- _Document text_
Society for Social Work and Research

Sixteenth Annual Conference Research That Makes A Difference: Advancing Practice and Shaping Public Policy
11-15 January 2012 I Grand Hyatt Washington I Washington, DC

15958 Adolescents' Use of School-Based Health Centers: Racial and Ethnic Group Differences

Schedule:
Friday, January 13, 2012: 2:30 PM
Penn Quarter A (Grand Hyatt Washington)
* noted as presenting author
Yolanda T. Anyon, MSW, Doctoral Candidate, University of California, Berkeley, Berkeley, CA
Elizabeth Horevitz, MSW, Doctoral Candidate, University of California, Berkeley, Berkeley, CA
Megan Moore, MSW, Doctoral Candidate, University of California, Berkeley, Berkeley, CA
John P. Shields, PhD, Senior Research Associate, Education, Training & Research Associates, San Francisco, CA
Kelly Whitaker, MPA, Research Associate II, Education, Training & Research Associates, San Francisco, CA
Background and Purpose: School-based health centers are an increasingly popular strategy to improve youths' access to care, particularly in low-income communities of color where students' unmet health needs have been linked to school dropout, youth violence, delinquency, and suicide (Mulye et al., 2009). Such programs clearly remove structural and practical barriers to help-seeking, but little is known about patterns of health service use in educational settings, particularly across race and ethnicity. This is surprising, given a primary rational for providing services in schools is to reduce unmet need among historically underserved racial and ethnic minority youth (Stephan et al., 2007). Theories of help-seeking suggest that multiple cultural and contextual factors influence adolescents' service use trajectories, so it is likely that racial and ethnic group differences will be observed in adolescents' use of school-based health centers, even when services are free of cost and convenient to use (Cauce et al., 2002). To test this hypothesis, we consider whether the relationship between students' service need and health center use is confounded by race/ethnicity for Black, Latino, Asian and White students.

- _Data for review_
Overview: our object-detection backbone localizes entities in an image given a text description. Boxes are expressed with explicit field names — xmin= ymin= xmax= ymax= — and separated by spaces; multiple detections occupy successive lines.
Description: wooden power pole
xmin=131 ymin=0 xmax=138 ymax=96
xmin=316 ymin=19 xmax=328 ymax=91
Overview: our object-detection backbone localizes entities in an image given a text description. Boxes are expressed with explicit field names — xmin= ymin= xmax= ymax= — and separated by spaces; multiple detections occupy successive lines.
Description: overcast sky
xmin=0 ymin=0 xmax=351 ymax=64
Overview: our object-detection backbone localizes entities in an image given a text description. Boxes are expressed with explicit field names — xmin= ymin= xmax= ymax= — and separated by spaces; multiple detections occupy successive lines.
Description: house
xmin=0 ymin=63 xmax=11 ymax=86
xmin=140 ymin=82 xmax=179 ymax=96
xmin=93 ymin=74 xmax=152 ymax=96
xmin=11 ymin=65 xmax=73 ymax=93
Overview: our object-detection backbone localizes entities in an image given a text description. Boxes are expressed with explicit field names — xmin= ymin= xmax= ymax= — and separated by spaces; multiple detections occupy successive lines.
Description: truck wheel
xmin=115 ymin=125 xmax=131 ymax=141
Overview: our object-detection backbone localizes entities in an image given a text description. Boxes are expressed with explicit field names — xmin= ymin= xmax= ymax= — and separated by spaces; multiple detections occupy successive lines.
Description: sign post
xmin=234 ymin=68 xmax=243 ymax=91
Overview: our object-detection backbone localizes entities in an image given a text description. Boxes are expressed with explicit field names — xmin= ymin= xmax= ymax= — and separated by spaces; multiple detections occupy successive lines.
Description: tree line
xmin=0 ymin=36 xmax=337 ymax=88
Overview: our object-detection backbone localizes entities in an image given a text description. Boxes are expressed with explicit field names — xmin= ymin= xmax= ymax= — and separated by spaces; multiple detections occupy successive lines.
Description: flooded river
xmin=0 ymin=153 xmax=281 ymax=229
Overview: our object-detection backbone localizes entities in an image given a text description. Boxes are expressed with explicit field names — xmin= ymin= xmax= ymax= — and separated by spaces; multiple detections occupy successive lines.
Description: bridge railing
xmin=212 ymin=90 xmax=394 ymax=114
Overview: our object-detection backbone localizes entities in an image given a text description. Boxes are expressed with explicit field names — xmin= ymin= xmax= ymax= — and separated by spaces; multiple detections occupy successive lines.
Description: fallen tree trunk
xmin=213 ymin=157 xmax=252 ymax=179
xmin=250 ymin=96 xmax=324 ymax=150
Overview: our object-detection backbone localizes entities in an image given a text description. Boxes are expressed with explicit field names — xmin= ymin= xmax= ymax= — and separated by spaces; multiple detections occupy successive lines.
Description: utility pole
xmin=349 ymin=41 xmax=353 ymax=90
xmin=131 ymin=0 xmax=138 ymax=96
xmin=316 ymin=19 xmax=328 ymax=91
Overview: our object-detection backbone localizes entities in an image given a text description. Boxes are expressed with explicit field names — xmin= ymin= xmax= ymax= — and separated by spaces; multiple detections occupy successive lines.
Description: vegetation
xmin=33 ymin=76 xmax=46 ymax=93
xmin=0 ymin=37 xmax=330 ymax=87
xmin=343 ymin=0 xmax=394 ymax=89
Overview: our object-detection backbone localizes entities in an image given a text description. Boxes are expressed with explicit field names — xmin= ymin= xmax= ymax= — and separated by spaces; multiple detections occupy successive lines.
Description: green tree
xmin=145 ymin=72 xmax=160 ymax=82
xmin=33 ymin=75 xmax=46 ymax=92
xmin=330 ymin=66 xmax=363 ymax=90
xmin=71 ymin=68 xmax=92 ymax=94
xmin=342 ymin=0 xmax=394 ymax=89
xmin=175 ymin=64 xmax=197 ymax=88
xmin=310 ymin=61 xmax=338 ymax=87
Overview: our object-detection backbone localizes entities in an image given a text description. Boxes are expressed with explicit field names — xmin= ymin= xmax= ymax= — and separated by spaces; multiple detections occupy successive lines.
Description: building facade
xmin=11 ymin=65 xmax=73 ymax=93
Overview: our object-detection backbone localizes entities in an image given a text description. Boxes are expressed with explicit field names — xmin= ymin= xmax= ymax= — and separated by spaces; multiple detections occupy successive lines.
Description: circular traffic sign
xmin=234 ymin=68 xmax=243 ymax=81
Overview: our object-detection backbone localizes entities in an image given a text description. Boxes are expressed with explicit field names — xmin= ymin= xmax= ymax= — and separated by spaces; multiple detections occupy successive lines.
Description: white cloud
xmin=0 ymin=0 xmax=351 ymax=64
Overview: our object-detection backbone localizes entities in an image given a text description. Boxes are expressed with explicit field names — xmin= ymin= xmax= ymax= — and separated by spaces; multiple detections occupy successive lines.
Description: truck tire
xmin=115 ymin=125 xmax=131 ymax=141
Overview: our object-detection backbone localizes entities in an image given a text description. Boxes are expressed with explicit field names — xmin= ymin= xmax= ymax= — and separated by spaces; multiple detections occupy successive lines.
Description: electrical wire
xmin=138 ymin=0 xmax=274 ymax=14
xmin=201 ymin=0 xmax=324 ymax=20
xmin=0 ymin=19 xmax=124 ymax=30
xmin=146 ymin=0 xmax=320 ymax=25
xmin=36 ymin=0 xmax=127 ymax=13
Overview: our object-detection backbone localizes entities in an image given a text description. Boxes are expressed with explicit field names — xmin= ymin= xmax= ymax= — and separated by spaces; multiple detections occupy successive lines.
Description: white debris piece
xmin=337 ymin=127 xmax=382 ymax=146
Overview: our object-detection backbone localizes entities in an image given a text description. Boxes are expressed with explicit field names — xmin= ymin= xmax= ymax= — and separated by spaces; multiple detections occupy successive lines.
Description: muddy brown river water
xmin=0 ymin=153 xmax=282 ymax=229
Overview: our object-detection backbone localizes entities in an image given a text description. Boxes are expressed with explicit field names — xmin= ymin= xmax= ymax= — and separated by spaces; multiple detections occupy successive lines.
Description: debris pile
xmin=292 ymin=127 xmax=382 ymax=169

- _Apply what you read_
1. In the abstract on school-based health centers, condense the paragraph beginning "Background and Purpose: School-based health centers" into a short bulleted list that keeps its main facts.
2. Extend the abstract on school-based health centers, picking up after its final sentence.
The records play no part in this work.

- _Answers to each task_
1.
- School-based health centers are an increasingly popular way to improve youths' access to care, especially in low-income communities of color.
- In those communities, students' unmet health needs have been linked to school dropout, youth violence, delinquency, and suicide.
- These programs remove structural and practical barriers to seeking help. However, little is known about how students use health services in schools, particularly across racial and ethnic groups.
- That gap is surprising, since a main reason for providing services in schools is to reduce unmet need among historically underserved racial and ethnic minority youth.
- Help-seeking theories point to cultural and contextual influences on service use. Racial and ethnic differences in use are therefore likely, even when services are free and convenient.
- The study tests this by asking whether race/ethnicity confounds the link between service need and health center use for Black, Latino, Asian, and White students.

2.
Methods: The current study uses data from a large and diverse urban school district where health centers have been established at 15 high schools to coordinate and connect students to free medical, health education, mental health, and case management services. As part of the national Youth Risk Behavior Surveillance System, a questionnaire was administered by the Centers for Disease Control and Prevention in randomly selected classrooms, to a representative group of approximately 2,500 students. The response rate was 77%, with a final sample of 1,925 youth. The sample was 53% female and 47% male; 23% were Latino, 7% were Black, 56% were Asian, 10% were White, and 4% were from other racial or ethnic groups. 61% of the sample reported a service need, operationalized as engagement in risky health behaviors or sustained emotional distress. 39% of the sample reported using their school's health center. Logistic regression analysis was used to estimate the relationships between service need, health center use and race/ethnicity.

Results: Our analysis reveals a strong and significant (p < .001) linear relationship between increased student need and school-based health center use, adjusting for gender and age. However, this relationship is confounded by race/ethnicity. Black and Latino youth are significantly more likely (p < .001) than Asian or White youth to access their school-based health center, after accounting for students' service needs.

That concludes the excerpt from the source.